▶ EXERCISE TEXT:
Challenge Summary
Lost in Your Eyes is a reverse engineering challenge in DiceCTF 2021 with ten solves (334 points).
Your eyes are like a maze, and I hate mazes, so help me escape.
We are given a binary which takes an input and outputs either :)
or :(
. If you win a smiley face on the remote server, you are additionally given the flag.
Solution
This challenge is solved by harrier in collaboration with Mystiz. The solution is written in the prespective of harrier.
Part I: Reversing the virtual machine
Since this is a reverse question with a binary, I decided to open it with IDA. This is a simple VM-type binary, with the instruction code stored directly inside.
It looked so simple to me at the beginning, and I wonder why no one has solved it? After a bit of reversing and dynamically debugging, I know I was wrong.
The code of the binary itself is simple. It is a simple VM with the below variables
- Eight one-byte state registers ($R_0, R_1, …, R_7$),
- a two-byte instruction pointer ($p$),
- an one-byte direction register ($d=1, 2, 3, 4$) deciding how the instruction pointer move,
- an one-byte select register ($k$) deciding the index of register for subsequent operations, and
- 65536 one-byte memory ($M_0, M_1, …, M_{65535}$) storing the instructions and data.
Moreover, each byte in the memory represents an instruction, and the instruction set is defined below.
Value | Operation |
---|---|
0 | do nothing |
1 - 8 | $k \leftarrow 0$, …, $k \leftarrow 7$ |
9 - 16 | $R_k \leftarrow R_0$, …, $R_k \leftarrow R_7$ |
17 | $R_k \leftarrow R_k + 1$ |
18 | $R_k \leftarrow R_k - 1$ |
19 | $R_k \leftarrow R_6 + R_7$ |
20 | $R_k \leftarrow R_6 - R_7$ |
21 | $R_k \leftarrow R_6 \times R_7$ |
22 | $R_k \leftarrow \text{floor}(R_6 / R_7)$ |
23 | $R_k \leftarrow R_6\ \text{mod}\ R_7$ |
24 | $R_k \leftarrow \text{~}R_k$ |
25 | $R_k \leftarrow -R_k$ |
26 | $R_k \leftarrow R_6\ \text{and}\ R_7$ |
27 | $R_k \leftarrow R_6\ \text{or}\ R_7$ |
28 | $R_k \leftarrow R_6\ \text{xor}\ R_7$ |
29 | $R_k \leftarrow R_6 == R_7$ |
30 | $R_k \leftarrow R_6 < R_7$ |
31 | $256R_0+R_1 \leftarrow p, R_2 \leftarrow d$ |
32 | keycheck |
33 | $R_k \leftarrow M_{256R_0 + R_1}$ |
34 | $M_{256R_0 + R_1} \leftarrow R_k$ |
35 | $p \leftarrow 256R_0 + R_1, d \leftarrow R_2$ |
36 | $R_k \leftarrow \text{input}$ |
37 | $\text{print}\ R_k$ |
38 - 41 | $d \leftarrow 1$, …, $d \leftarrow 4$ |
Keycheck is the only curious instruction, where I don’t really know why it even exists. While I was reversing, I am only able to realize it is used perform some fatal checks.

▶ SOURCE MATERIAL:
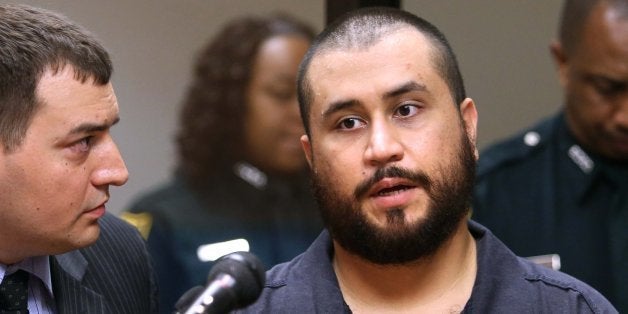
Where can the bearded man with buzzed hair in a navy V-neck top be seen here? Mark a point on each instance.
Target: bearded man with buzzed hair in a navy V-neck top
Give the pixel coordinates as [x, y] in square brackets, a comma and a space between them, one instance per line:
[390, 139]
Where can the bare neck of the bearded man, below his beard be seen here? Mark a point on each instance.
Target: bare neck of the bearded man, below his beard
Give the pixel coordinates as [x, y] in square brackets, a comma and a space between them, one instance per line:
[440, 283]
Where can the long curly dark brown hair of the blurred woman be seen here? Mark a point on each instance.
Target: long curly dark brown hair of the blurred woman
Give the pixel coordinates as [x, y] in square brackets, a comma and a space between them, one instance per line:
[210, 136]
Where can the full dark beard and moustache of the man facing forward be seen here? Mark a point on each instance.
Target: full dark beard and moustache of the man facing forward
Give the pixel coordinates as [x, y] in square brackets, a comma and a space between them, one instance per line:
[399, 242]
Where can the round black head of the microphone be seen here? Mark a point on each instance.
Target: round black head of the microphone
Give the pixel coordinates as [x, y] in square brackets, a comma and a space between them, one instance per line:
[248, 272]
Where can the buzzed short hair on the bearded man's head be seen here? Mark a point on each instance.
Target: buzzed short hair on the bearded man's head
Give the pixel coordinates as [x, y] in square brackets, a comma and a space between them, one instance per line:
[362, 28]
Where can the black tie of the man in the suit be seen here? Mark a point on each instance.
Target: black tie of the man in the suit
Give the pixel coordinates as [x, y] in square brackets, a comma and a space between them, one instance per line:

▶ ASSIGNMENT 1:
Answer these questions from the write-up:
(a) How many solves did the challenge have in DiceCTF 2021?
(b) Which tool was used to open the binary?
(c) How many one-byte state registers does the VM have?
▶ ASSIGNMENT 2: Duplicate the stretch of the write-up from "Challenge Summary" through "outputs either :)".
The entries have no connection to the write-up.

▶ ANSWER SPACE 1:
(a) Ten
(b) IDA
(c) Eight

▶ ANSWER SPACE 2:
Challenge Summary
Lost in Your Eyes is a reverse engineering challenge in DiceCTF 2021 with ten solves (334 points).
Your eyes are like a maze, and I hate mazes, so help me escape.
We are given a binary which takes an input and outputs either :)